REQUIRED TASK A –
Answer these questions about the passage on California's climate, water and power:
(i) How often does the California Energy Commission publish its Integrated Energy Policy Report?
(ii) About what share of the state's homegrown electricity comes from hydropower derived from the Sierra snowpack?
(iii) What position does Jonathan Parfrey hold?

TEXT EXTRACT –
__________________________________________________

I notice interesting writing coming out of California, pertaining to the smart grid and the need to extend this concept from electricity to water.

The California Energy Commission (CEC) publishes an Integrated Energy Policy Report (IEPR – pronounced eye-per) every two years, and the 2013 IEPR was just approved ..Let’s look at two climate change impacts – temperature and precipitation.  From a temperature perspective, the IEPR anticipates that as the thermometer rises, so does the demand for electricity to run AC.  San Francisco Peninsula communities that never had a need for AC will install a couple million units to deal with summer temperatures formerly confined to the Central Valley.  PG&E and municipal utilities in Northern California will notice impacts in seasonal demand for electricity in both the duration of heat waves and peak apexes during the hottest times of day.  In the southern part of the state, the demand will also grow as AC units work harder to offset hotter days. At the same time, increased temperatures decrease power plant efficiencies, whether the plant generates electricity from natural gas, solar thermal, nuclear, or geothermal.  Their cooling processes are also negatively impacted by heat waves.  Increased temperatures also impact transmission lines – reducing their efficiency and creating line sags that can trigger service disruptions. Then there’s precipitation.  Governor Jerry Brown just announced a drought emergency for the state.  A significant portion of California’s water storage system relies on the Sierra Mountains snowpack, which is frighteningly low this winter.  This snowpack supplies most of the water sourced within the state, and hydropower derived from it supplies about 15% of the state’s homegrown electricity.  A hotter climate means snowfall becomes rainfall, and it is no longer freely stored as snow that obligingly melts as temperatures rise.  It may not be as reliably scheduled for generation of hydro power as snowfalls shift to rainfalls. We may also receive less precipitation as a result of climate change – that’s a big unknown right now.  One thing is certain.  A hotter climate will require more water for agriculture – a $45 billion economy in California – to sustain crops.  And whether it is water for industrial, commercial, agricultural, or residential uses, what doesn’t fall from the skies will require electricity to pump it, transport it, desalinate it, or treat it.

Boom – A Journal of California packs more punch in discussing the “worst case”

“The choice before us is not to stop climate change,” says Jonathan Parfrey, executive director of Climate Resolve in Los Angeles. “That ship has sailed. There’s no going back. There will be impacts. The choice that’s before humanity is how bad are we going to do it to ourselves?”

So what will it be? Do you want the good news or the bad news first?

The bad news. OK.

If we choose to do nothing, the nightmare scenario plays out something like this: amid prolonged drought conditions, wildfires continuously burn across a dust-dry landscape, while potable water has become such a precious commodity that watering plants is a luxury only residents of elite, gated communities can afford. Decimated by fires, the power grid infrastructure that once distributed electricity—towers and wires—now loom as ghostly relics stripped of function. Along the coast, sea level rise has decimated beachfront properties while flooding from frequent superstorms has transformed underground systems, such as Bay Area Rapid Transit (BART), into an unintended, unmanaged sewer system..

This article goes on to the “good news” which projects a wave of innovations and green technology by 2050 to 2075 in California.

__________________________________________________

DATASET EXTRACT –
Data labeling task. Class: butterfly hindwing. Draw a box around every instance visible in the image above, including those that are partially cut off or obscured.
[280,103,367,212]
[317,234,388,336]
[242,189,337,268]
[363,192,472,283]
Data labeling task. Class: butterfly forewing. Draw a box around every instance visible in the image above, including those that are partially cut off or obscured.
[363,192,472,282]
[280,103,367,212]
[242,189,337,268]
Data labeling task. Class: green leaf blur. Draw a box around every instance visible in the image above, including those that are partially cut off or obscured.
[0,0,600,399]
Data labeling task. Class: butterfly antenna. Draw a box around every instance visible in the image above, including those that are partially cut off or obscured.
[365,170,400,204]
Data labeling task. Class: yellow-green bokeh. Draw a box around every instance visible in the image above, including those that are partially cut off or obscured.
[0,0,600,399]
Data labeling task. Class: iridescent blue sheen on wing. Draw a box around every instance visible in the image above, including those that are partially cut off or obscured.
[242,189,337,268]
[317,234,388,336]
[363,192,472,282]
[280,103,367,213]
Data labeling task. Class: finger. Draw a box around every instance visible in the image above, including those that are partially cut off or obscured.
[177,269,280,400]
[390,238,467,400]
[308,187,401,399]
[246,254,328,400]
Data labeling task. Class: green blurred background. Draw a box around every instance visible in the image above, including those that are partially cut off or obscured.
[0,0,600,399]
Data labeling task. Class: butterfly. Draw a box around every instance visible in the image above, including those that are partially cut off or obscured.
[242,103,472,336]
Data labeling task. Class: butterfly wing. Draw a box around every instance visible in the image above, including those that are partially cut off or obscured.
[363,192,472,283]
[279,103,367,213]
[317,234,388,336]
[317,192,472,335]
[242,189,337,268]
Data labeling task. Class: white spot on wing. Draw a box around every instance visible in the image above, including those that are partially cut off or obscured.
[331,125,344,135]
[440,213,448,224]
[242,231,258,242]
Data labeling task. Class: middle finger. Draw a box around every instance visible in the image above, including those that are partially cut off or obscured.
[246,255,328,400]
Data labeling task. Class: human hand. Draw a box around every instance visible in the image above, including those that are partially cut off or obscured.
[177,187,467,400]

__________________________________________________

REQUIRED TASK B –
Can you quote the records word for word, everything from the line containing "Data labeling task. Class: butterfly wing." down to the last line of the records, both ends included?

FINISHED ANSWER A –
(i) Every two years.
(ii) About 15%.
(iii) Executive director of Climate Resolve in Los Angeles.

FINISHED ANSWER B –
Data labeling task. Class: butterfly wing. Draw a box around every instance visible in the image above, including those that are partially cut off or obscured.
[363,192,472,283]
[279,103,367,213]
[317,234,388,336]
[317,192,472,335]
[242,189,337,268]
Data labeling task. Class: white spot on wing. Draw a box around every instance visible in the image above, including those that are partially cut off or obscured.
[331,125,344,135]
[440,213,448,224]
[242,231,258,242]
Data labeling task. Class: middle finger. Draw a box around every instance visible in the image above, including those that are partially cut off or obscured.
[246,255,328,400]
Data labeling task. Class: human hand. Draw a box around every instance visible in the image above, including those that are partially cut off or obscured.
[177,187,467,400]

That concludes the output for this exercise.